[Data records]
►

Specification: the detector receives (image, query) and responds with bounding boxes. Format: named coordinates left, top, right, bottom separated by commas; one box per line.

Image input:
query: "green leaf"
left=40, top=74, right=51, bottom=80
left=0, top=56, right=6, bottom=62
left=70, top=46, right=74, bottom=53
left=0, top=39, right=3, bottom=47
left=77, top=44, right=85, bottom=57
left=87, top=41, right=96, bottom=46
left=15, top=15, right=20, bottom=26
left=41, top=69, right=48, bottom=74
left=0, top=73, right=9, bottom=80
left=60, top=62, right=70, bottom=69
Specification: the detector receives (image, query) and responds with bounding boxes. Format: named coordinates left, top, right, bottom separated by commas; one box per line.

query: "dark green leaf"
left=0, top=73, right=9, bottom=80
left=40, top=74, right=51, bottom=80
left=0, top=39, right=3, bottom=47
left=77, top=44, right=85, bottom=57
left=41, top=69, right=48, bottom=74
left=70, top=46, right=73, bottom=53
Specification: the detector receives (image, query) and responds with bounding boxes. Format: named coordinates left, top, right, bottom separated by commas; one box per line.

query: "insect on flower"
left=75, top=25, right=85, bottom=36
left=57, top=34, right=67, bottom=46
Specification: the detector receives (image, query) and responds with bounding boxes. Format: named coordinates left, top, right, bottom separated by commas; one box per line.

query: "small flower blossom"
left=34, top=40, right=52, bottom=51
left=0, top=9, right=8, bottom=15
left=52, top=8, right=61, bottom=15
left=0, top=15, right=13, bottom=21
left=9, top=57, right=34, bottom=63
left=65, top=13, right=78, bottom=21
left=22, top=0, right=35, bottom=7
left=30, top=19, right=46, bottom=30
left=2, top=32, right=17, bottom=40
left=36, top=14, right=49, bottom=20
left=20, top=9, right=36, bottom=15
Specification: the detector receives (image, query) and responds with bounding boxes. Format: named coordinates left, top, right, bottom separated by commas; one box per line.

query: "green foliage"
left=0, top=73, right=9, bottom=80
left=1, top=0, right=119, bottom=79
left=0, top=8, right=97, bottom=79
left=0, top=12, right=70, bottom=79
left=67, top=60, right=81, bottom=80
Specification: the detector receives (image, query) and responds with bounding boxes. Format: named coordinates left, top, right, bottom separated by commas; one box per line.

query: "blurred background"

◄

* **ACTION ITEM**
Repeat the whole of the data above exactly, keeping every word.

* **RESPONSE AREA**
Specification: the detector receives (image, query) and responds with bounding boxes. Format: named coordinates left, top, right, bottom separated by commas; one box per line.

Image input:
query: "green leaf"
left=40, top=74, right=51, bottom=80
left=0, top=56, right=6, bottom=62
left=70, top=46, right=74, bottom=53
left=0, top=39, right=3, bottom=47
left=77, top=44, right=85, bottom=57
left=87, top=41, right=96, bottom=46
left=15, top=15, right=20, bottom=26
left=41, top=69, right=48, bottom=74
left=0, top=73, right=9, bottom=80
left=60, top=62, right=70, bottom=69
Specification: the detector receives (image, query) and responds with bounding boxes. Format: named coordinates left, top, right, bottom separated by commas; one box per line.

query: "dark green leaf"
left=0, top=73, right=9, bottom=80
left=40, top=74, right=51, bottom=80
left=0, top=39, right=3, bottom=47
left=77, top=44, right=85, bottom=57
left=41, top=69, right=48, bottom=74
left=70, top=46, right=73, bottom=53
Specification: the detector receives (image, query) and responds with bounding boxes. Format: named coordinates left, top, right, bottom separated by commas; one box per line.

query: "insect on flower"
left=75, top=25, right=85, bottom=36
left=57, top=34, right=67, bottom=46
Specification: the detector receives (image, query) and responds with bounding boxes. Format: named coordinates left, top, right, bottom separated by commas; one box per line.

query: "small flower blossom"
left=34, top=40, right=52, bottom=51
left=0, top=9, right=8, bottom=15
left=52, top=8, right=61, bottom=15
left=0, top=15, right=13, bottom=21
left=9, top=57, right=34, bottom=63
left=65, top=13, right=78, bottom=21
left=22, top=0, right=35, bottom=7
left=30, top=19, right=46, bottom=30
left=2, top=32, right=17, bottom=40
left=36, top=14, right=49, bottom=20
left=20, top=9, right=36, bottom=15
Specification: the detector receives (image, query) and responds with bounding boxes. Format: named coordinates left, top, right, bottom separated by commas; one box per line.

query: "green foliage"
left=0, top=73, right=9, bottom=80
left=1, top=0, right=119, bottom=79
left=0, top=8, right=97, bottom=79
left=0, top=12, right=70, bottom=79
left=67, top=60, right=81, bottom=80
Specification: the detector receives (image, query) and responds with bounding boxes. Format: named coordinates left, top, right, bottom separated by commas; one box per line.

query: "blurred background"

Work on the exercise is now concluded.